--- RECORDS SHOWN ---
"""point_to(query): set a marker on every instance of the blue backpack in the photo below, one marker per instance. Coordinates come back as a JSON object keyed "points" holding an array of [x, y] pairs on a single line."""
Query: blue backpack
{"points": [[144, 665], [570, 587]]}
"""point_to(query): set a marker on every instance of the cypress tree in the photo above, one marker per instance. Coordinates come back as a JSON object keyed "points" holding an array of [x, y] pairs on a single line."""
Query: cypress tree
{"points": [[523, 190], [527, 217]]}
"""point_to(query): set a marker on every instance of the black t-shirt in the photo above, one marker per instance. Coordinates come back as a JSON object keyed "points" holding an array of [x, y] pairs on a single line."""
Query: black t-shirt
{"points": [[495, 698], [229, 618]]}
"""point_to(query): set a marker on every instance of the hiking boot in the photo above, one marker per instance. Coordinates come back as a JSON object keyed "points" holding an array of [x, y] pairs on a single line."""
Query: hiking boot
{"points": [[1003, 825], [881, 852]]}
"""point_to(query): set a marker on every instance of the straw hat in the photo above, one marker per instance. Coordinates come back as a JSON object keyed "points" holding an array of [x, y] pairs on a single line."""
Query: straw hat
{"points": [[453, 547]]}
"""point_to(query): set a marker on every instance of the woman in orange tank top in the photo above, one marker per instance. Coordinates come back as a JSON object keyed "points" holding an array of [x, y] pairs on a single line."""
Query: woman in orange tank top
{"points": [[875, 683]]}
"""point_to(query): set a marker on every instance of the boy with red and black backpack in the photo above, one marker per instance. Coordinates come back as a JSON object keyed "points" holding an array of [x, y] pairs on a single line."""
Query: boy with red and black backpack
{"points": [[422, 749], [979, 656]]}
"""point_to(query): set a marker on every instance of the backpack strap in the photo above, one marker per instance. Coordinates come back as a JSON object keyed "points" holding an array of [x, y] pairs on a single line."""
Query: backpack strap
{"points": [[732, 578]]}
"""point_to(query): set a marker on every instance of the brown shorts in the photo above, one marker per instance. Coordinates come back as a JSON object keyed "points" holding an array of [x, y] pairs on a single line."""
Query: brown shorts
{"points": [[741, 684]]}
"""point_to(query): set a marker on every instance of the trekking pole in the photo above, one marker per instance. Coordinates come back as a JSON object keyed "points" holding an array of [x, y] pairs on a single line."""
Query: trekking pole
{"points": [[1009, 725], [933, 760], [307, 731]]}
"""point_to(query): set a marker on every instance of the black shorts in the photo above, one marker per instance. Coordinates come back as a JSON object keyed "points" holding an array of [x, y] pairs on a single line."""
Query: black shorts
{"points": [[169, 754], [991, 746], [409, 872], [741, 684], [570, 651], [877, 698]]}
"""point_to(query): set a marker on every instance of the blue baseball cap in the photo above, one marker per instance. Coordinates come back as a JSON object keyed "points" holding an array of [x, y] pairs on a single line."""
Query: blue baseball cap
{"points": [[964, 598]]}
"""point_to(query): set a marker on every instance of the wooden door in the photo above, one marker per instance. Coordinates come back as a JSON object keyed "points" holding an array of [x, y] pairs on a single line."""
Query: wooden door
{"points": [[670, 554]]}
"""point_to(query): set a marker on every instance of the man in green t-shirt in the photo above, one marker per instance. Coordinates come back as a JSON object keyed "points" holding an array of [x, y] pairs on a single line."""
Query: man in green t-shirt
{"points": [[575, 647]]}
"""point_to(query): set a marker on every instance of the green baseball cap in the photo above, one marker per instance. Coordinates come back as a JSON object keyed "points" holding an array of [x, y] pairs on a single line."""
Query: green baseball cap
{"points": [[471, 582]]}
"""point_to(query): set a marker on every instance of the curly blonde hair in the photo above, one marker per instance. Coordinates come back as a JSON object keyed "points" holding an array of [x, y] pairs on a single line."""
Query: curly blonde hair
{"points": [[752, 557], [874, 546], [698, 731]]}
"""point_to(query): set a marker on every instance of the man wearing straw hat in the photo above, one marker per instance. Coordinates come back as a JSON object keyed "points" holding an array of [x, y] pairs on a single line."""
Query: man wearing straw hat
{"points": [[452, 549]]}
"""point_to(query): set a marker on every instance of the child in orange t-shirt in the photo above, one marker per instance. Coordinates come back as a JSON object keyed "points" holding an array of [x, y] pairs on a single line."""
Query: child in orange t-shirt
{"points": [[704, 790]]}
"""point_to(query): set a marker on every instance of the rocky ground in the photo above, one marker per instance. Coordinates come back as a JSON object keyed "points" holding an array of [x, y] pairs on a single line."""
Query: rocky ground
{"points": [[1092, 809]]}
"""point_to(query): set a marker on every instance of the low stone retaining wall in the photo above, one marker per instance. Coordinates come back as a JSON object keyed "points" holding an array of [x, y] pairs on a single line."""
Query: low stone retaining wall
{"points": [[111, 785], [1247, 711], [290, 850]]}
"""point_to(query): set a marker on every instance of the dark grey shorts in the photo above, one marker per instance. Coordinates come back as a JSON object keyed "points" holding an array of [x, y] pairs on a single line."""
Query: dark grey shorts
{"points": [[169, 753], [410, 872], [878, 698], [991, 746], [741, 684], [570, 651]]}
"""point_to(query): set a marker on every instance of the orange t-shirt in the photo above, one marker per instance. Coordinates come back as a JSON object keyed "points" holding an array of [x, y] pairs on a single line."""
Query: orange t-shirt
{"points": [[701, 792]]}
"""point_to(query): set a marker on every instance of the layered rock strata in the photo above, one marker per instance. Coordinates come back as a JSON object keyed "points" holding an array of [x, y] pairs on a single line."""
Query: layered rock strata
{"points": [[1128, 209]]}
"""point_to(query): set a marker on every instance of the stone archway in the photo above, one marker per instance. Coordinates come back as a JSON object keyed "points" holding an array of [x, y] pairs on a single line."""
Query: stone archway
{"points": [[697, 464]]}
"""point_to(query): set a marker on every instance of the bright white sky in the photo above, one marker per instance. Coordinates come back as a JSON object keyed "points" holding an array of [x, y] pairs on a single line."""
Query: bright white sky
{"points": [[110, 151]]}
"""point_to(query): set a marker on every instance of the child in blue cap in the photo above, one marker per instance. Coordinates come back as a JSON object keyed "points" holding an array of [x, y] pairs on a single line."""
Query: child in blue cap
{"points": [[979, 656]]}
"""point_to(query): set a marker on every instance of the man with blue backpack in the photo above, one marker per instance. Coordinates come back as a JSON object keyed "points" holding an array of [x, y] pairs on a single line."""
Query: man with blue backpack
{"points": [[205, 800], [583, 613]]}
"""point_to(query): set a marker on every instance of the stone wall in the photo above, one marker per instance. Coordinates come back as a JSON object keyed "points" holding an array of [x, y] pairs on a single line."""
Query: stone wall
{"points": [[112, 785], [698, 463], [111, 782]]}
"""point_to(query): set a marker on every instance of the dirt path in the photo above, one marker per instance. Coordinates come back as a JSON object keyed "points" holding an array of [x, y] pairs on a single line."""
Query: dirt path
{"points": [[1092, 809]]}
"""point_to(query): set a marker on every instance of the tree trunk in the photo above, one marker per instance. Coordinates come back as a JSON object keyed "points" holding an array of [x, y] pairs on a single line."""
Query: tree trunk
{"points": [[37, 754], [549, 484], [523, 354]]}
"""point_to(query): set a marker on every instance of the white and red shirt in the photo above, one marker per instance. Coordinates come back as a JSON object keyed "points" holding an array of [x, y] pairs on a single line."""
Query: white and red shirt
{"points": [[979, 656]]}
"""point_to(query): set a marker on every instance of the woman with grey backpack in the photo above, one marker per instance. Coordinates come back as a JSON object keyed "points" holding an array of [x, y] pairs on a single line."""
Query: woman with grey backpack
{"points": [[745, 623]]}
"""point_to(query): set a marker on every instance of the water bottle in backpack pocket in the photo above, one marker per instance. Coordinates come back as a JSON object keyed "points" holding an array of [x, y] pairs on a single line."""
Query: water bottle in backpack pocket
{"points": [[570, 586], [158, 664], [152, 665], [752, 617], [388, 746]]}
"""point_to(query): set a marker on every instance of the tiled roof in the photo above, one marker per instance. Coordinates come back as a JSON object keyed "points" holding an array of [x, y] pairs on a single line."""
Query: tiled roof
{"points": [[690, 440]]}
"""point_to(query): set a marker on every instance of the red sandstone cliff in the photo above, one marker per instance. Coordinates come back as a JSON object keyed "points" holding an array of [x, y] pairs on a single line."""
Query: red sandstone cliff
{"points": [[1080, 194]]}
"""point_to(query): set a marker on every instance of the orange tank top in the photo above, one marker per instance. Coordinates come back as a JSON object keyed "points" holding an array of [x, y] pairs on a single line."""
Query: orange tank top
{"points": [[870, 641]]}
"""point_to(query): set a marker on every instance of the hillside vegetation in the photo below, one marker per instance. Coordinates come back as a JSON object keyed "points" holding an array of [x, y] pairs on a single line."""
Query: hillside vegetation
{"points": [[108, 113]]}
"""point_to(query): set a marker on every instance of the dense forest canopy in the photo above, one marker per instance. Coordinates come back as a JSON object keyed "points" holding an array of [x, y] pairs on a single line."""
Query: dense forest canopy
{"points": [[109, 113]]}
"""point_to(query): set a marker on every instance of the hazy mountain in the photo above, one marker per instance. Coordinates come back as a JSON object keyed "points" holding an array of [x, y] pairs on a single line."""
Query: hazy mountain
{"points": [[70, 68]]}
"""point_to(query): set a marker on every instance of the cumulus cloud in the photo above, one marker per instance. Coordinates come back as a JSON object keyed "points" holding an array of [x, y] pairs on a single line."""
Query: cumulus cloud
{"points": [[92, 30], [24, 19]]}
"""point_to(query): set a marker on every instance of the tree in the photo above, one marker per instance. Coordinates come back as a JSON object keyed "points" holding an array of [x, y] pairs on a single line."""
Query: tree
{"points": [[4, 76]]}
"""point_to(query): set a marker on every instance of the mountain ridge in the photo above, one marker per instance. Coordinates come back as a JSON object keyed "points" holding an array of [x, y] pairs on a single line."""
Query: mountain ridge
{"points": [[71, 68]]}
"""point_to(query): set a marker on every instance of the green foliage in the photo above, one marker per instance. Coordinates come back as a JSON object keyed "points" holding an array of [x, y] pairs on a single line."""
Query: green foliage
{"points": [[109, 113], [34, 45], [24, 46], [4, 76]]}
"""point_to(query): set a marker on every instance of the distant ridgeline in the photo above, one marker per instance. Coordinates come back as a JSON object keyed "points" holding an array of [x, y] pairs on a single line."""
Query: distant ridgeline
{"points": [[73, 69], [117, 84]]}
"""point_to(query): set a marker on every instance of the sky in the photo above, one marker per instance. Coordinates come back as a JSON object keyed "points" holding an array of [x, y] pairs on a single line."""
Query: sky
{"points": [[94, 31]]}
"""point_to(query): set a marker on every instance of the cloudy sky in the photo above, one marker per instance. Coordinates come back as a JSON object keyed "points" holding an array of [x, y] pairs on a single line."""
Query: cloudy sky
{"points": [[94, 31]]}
---
AIM OF THE EXERCISE: Reproduce exactly the lines from the one containing "the tree in" through the last line of the records above, including both, and nothing else.

ANSWER IN FULL:
"""point_to(query): set a marker on every instance of the tree in the photo above, one marker per instance. Coordinates come back as a JSON object keyed "points" holding an array of [x, y] pairs on a single line."""
Query: tree
{"points": [[4, 76]]}
"""point_to(query): set a marker on every instance of the mountain ridge in the photo above, one marker per instance. Coordinates come back as a JSON object keyed "points" holding an array of [x, y] pairs on a single line."""
Query: mountain ridge
{"points": [[71, 68]]}
"""point_to(query): set a marker on every instance of the green foliage in the photo above, one marker per instance. Coordinates come back as a JSON object keyed "points" holding an array of [x, y] pairs on a single line."""
Query: green foliage
{"points": [[109, 113], [34, 45], [24, 46], [4, 76]]}
"""point_to(query): set a marker on every instance of the distant ridgeline in the photo above, one marker per instance. Coordinates come back as a JSON object keyed "points" holding an array of [x, y] pairs on a single line."""
Query: distant ridgeline
{"points": [[73, 69], [117, 84]]}
"""point_to(query): set a marker on every instance of the sky in the photo above, one marker per instance. Coordinates come back as a JSON object keyed "points" holding an array of [x, y] pairs on a single line."""
Query: sky
{"points": [[94, 31]]}
"""point_to(query): set a marker on every instance of the cloudy sky in the photo above, one marker per instance. Coordinates come back as a JSON object keyed "points" holding an array of [x, y] pairs on a single line."""
Query: cloudy sky
{"points": [[94, 31]]}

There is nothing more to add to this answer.